[PROBLEM DETAILS]
Copy every item below word for word, and leave the pictures out of your copy.

======== DATA EXTRACT ========

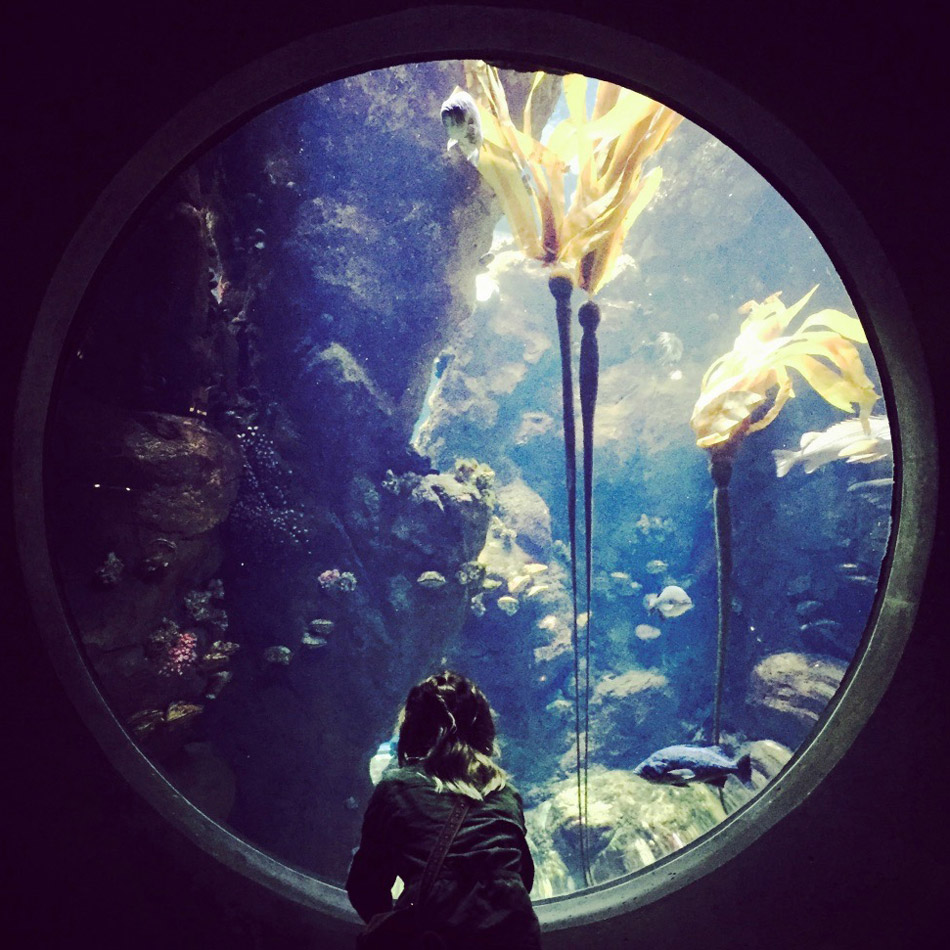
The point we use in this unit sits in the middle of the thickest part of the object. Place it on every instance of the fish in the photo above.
(519, 583)
(462, 124)
(844, 440)
(381, 760)
(672, 601)
(682, 764)
(669, 348)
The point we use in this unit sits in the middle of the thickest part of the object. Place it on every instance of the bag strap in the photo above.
(442, 845)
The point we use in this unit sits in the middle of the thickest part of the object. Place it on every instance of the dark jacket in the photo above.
(480, 898)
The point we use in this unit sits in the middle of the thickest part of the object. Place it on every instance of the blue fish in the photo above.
(682, 764)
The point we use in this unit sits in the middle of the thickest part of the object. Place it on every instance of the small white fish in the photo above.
(844, 440)
(669, 348)
(381, 760)
(672, 601)
(462, 124)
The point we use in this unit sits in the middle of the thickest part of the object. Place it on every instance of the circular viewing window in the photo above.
(307, 444)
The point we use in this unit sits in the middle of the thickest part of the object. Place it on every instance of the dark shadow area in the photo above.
(861, 862)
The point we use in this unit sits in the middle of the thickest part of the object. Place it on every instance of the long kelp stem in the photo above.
(561, 289)
(589, 317)
(720, 468)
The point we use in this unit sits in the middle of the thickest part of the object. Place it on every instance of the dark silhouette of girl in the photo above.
(447, 748)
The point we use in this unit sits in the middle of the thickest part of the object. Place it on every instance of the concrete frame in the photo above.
(558, 41)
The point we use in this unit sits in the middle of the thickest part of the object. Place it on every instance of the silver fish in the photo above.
(462, 124)
(683, 764)
(672, 601)
(844, 440)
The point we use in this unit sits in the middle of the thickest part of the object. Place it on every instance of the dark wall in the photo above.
(863, 861)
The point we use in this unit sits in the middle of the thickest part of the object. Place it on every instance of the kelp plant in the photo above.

========

[SOLUTION BELOW]
The point we use in this unit sits in the middle of the thickest part of the object. Place it on every instance of the fish in the photo above.
(519, 583)
(462, 124)
(844, 440)
(381, 760)
(672, 601)
(682, 764)
(669, 348)
The point we use in this unit sits in the middle of the thickest part of the object. Place it on every instance of the bag strap in the photo above.
(442, 845)
The point we use in this unit sits in the middle of the thickest part of the object. Place it on every instance of the dark jacket in the photo above.
(480, 898)
The point we use in this unit sits in the middle of the thickest part of the object. Place it on every instance of the blue fish in the photo above.
(682, 764)
The point we use in this unit sits in the middle of the thickest part of the object. Place it on every instance of the small white fish in the photo above.
(844, 440)
(669, 348)
(381, 760)
(672, 601)
(462, 124)
The point we use in this unit sits in the middle of the thickest part of the object. Place it on every instance of the circular viewing window in the photo above.
(307, 444)
The point we use in this unit sits in the middle of the thickest part of the object. Place it on every instance of the dark shadow area in the photo above.
(861, 862)
The point we use in this unit sits in the middle of the thickest part of the object. Place it on every instance of the long kelp stem in the photo above.
(561, 289)
(589, 317)
(720, 468)
The point we use in this unit sits in the middle of the thickest part of the object. Place it on every instance of the dark silhouette of girl in the photo above.
(447, 748)
The point we use in this unit sits in the middle of the thickest part of the object. Place it on every instance of the concrete frame in the photo above.
(558, 41)
The point we use in this unit sits in the middle of the thickest part of the object. Place it on every instance of the silver fish in the photo above.
(462, 124)
(683, 764)
(672, 601)
(844, 440)
The point we use in this unit sits in the middle of the thickest part of the object. Place it on every instance of the dark wall in the photo above.
(863, 861)
The point we use in this unit sits in the middle of the thickest part of the object. Place it on every instance of the kelp plant in the photo above.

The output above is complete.